# Document excerpt:

%%

I agree with this. The failure to contain the spread is the problem and the government wasting all this time means we could have had much better containment by now.
If global lockdowns were only for around 1 month, the world would probably bounce back with minimal impact.
If as looks likely they trail on for months, the second order effects will mean that unemployment and misery spread from industries like travel to every other industry (for example no airlines means no advertising on travel, which means Google takes a huge hit on profits Q2, which means they freeze acquisitions, which means funds are reluctant to invest in startups as there are no exits, which means startups in every industry stop advertising, which means Google suffers more).
So recovery may not be quick unfortunately, even well after Coronavirus is mostly over.
That is an optimistic outlook and I hope you are right.
But I bet you are wrong. The destruction of the energy industry will last into 2021 and that alone will drag the economy down. There are also 26 million people who have been out of work and some non-zero percentage of those people won't be able to find work when or if the national economy is full reopened. Then there is the phenomenon of people retracting from spending after big financial events.
...and people are going to be scared for a long time, probably until there is a vaccine. I saw Reuters poll yesterday that indicated 40-60% of people would not go to the movies, a concert, sporting event, conference, or other large gathering until there was a vaccine. To expect that there won't be a trickle down impact from people retreating into their homes is... optimistic.
...but I hope you're right. The pessimists (me) dominate the headlines but the optimists are right more often.
I am pessimistic with regards to virus but optimistic with regards to economy.
I think people underestimate how difficult it is going to be to fight the virus. I think it is pretty much too late now. Only early and very decisive moves would have been able to stop it, the way China did, but it is way past that point.
But, I think we underestimate how people can learn to live the new normal. There will be people hit very profoundly, but overwhelming majority will adjust. We have maybe stopped spending for a bit fearing the worst, but now it seems we already reached the worst and so people are going to learn and resume their lives.
The whole market relies on consumer confidence and nothing else.

%%

Point-per-instance localization data
%%

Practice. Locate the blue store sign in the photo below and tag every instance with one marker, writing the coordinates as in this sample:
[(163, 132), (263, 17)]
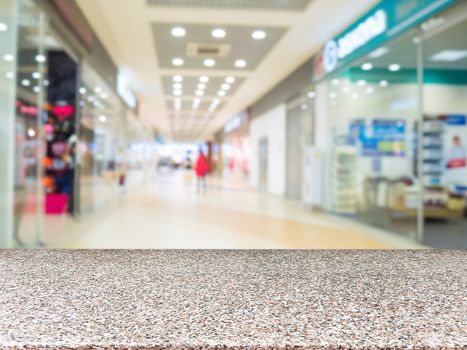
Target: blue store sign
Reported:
[(387, 20)]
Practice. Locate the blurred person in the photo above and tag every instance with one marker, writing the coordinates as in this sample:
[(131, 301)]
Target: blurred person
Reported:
[(457, 157), (201, 169)]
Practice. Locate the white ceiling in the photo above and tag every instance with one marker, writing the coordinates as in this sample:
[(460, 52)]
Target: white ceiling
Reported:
[(126, 28)]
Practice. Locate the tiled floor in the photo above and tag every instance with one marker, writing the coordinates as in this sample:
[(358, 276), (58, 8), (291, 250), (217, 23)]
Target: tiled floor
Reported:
[(167, 213)]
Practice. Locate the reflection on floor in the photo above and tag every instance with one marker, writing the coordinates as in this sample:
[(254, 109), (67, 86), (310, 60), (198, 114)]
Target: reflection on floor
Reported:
[(168, 213)]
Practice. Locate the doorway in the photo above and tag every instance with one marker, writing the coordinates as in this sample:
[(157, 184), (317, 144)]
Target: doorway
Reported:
[(263, 149)]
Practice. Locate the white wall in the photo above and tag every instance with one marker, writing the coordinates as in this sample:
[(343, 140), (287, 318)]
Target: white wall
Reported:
[(272, 125)]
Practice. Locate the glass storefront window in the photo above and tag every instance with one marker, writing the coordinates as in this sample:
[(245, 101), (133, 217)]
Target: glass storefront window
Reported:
[(101, 134), (7, 93), (445, 129), (44, 127), (370, 110)]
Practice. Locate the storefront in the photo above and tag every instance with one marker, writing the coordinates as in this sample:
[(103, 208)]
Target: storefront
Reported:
[(391, 109), (63, 141), (235, 148)]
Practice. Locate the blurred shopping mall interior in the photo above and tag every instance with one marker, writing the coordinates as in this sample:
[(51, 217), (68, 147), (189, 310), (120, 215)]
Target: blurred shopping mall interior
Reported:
[(233, 124)]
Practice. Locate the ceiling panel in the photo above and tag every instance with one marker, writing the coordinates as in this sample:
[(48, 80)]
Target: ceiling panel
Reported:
[(277, 5), (238, 38), (190, 85)]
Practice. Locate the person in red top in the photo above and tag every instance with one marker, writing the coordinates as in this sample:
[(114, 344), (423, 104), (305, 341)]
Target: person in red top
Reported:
[(201, 169)]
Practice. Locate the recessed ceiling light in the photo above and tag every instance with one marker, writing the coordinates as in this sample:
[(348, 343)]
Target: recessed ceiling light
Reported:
[(209, 62), (178, 32), (218, 33), (240, 63), (367, 66), (449, 56), (383, 83), (335, 82), (178, 62), (379, 52), (258, 34), (8, 57), (40, 58), (394, 67)]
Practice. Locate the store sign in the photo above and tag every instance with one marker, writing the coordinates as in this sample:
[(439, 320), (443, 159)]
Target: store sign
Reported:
[(385, 21), (370, 28)]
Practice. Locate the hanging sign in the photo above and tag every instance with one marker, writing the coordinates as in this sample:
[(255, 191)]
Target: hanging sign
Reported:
[(385, 21)]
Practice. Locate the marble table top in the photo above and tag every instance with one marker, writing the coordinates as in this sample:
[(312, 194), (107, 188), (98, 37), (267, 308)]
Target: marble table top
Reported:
[(124, 299)]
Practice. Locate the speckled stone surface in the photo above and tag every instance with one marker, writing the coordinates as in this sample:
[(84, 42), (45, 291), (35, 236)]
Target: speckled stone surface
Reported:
[(233, 299)]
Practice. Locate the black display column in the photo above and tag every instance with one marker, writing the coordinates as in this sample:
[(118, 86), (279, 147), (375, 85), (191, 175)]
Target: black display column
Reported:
[(60, 162)]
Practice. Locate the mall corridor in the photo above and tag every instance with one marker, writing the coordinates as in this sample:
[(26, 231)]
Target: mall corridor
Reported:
[(233, 174), (167, 213)]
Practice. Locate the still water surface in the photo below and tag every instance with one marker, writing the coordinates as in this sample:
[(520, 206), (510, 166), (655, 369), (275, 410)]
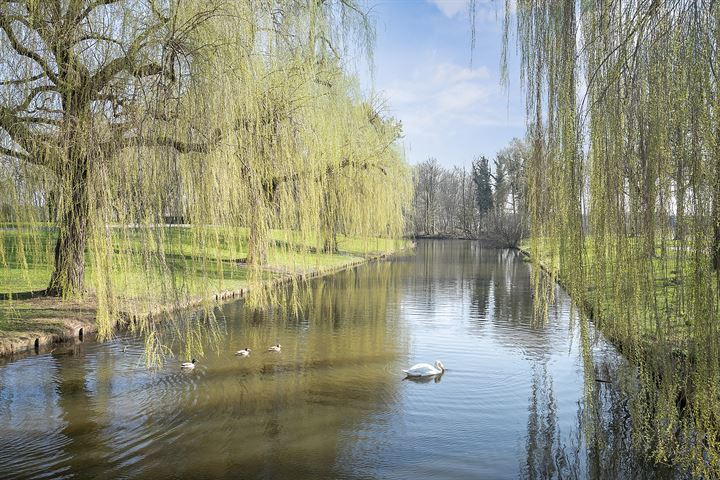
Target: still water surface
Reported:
[(333, 403)]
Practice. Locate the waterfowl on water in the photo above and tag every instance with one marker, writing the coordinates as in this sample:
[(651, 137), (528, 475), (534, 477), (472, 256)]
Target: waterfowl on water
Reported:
[(188, 365), (425, 369)]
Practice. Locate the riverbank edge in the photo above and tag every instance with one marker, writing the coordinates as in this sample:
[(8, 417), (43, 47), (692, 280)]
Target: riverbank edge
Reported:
[(588, 309), (83, 323)]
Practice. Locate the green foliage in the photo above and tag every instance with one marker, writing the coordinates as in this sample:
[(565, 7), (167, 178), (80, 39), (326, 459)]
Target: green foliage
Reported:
[(239, 119), (624, 197)]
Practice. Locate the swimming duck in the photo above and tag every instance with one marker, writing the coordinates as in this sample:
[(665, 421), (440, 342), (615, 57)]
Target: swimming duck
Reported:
[(188, 365), (425, 369)]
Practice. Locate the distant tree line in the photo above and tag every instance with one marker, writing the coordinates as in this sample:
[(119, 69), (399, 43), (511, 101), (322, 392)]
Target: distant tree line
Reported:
[(485, 201)]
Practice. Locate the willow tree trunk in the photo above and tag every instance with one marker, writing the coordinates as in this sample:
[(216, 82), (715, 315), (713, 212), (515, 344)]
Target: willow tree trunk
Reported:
[(259, 237), (69, 276), (716, 219)]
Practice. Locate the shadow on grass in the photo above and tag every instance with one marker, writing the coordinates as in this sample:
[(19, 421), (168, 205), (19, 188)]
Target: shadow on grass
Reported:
[(23, 295)]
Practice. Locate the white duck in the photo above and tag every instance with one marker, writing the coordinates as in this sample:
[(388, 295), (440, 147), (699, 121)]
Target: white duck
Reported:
[(188, 365), (425, 369)]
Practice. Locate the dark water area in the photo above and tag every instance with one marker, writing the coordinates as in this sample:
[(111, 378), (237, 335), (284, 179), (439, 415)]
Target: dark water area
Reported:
[(514, 402)]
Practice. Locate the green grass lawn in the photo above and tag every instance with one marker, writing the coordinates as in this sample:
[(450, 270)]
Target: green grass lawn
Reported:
[(651, 292), (176, 265)]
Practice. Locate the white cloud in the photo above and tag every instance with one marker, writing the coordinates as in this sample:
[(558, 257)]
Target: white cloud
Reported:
[(446, 103), (450, 8)]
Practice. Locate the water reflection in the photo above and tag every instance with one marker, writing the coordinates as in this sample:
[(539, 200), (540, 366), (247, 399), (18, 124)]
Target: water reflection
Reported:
[(333, 404)]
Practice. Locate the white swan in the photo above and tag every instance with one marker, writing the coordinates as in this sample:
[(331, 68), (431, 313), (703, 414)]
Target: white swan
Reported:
[(425, 369), (188, 365)]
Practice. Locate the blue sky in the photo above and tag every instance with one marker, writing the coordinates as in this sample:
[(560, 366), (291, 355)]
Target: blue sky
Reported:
[(450, 110)]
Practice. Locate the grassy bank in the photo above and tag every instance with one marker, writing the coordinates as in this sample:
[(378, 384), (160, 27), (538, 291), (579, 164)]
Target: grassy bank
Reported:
[(180, 273)]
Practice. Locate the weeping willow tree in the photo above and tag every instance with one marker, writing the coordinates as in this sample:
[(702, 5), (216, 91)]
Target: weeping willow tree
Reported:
[(624, 195), (241, 119)]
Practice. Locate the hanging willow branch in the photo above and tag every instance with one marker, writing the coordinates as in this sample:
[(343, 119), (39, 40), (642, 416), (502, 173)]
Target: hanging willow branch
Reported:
[(624, 197)]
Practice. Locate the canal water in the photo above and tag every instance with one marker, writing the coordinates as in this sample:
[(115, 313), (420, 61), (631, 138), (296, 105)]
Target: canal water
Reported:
[(333, 403)]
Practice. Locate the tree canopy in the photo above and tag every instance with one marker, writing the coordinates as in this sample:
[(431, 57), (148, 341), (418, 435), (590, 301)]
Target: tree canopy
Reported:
[(624, 194), (119, 116)]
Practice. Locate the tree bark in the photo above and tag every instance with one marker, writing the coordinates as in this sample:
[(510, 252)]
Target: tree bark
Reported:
[(716, 219), (68, 279)]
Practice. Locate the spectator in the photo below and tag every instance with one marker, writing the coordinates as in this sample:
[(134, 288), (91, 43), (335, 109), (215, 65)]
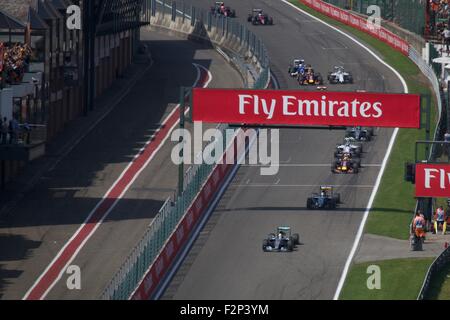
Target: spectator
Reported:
[(446, 34), (447, 145), (4, 130), (440, 220), (418, 225)]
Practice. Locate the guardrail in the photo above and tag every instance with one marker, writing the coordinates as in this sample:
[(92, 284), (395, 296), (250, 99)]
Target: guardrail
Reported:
[(427, 70), (248, 48)]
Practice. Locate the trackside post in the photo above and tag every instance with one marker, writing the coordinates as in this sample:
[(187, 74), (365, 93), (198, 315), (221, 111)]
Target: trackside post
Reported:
[(183, 93)]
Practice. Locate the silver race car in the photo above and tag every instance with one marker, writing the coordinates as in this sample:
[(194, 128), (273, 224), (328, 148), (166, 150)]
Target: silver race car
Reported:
[(359, 133), (340, 76), (348, 147), (282, 241)]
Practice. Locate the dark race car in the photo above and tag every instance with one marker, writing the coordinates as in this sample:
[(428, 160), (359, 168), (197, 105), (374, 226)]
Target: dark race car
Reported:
[(340, 76), (349, 147), (282, 241), (345, 164), (359, 133), (297, 67), (219, 8), (309, 77), (258, 17), (326, 199)]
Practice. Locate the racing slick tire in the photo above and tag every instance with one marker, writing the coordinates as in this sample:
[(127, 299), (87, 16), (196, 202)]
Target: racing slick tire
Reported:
[(319, 79), (332, 204), (309, 203), (295, 238), (290, 245), (265, 244), (337, 197)]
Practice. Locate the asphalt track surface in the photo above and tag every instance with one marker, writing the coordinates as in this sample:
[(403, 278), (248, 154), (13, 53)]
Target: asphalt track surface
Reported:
[(226, 261), (53, 210)]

%%

# About this task:
Pick up the discussion thread above about the pandemic's economic fallout where it ends, and continue it.

# Expected output:
If the future is bleak, they won't have confidence, and cuts their spending, which reinforces the prophecy.
There's no way out of this loop except by massive government intervention. The great depression only ended because of WWII. Now, hopefully we don't go to war this time, maybe try going back to moon?
My job just cut benefits and hours but we're "essential." Remember those $1200 checks? Im still waiting on mine. Lenders and banks were supposed to start going easy on loans but ive had two emails and a phone call about the loan for my Silverado this month and wouldnt you know, the caller was excited to mention my stimulus check.
A guy who used to be my bartender now couch surfs a few days a week at my place while he looks for work. His mother is getting evicted from an assisted living center in a few days and his girlfriend is sick. She 'works at the Amazon' so she cant take any time off, but hes hoping if he gets a job at the Flying J at the edge of town he can switch places with her and she can take a few days off.
Shops are closing and nobody seems to care. Ive counted 2 furniture stores, a consignment shop, a few barber shops, and half the god damn bars in this town including one that was burned to the ground "mysteriously" over the last two weeks. Someone spray painted a swastika on the late night pizza joint.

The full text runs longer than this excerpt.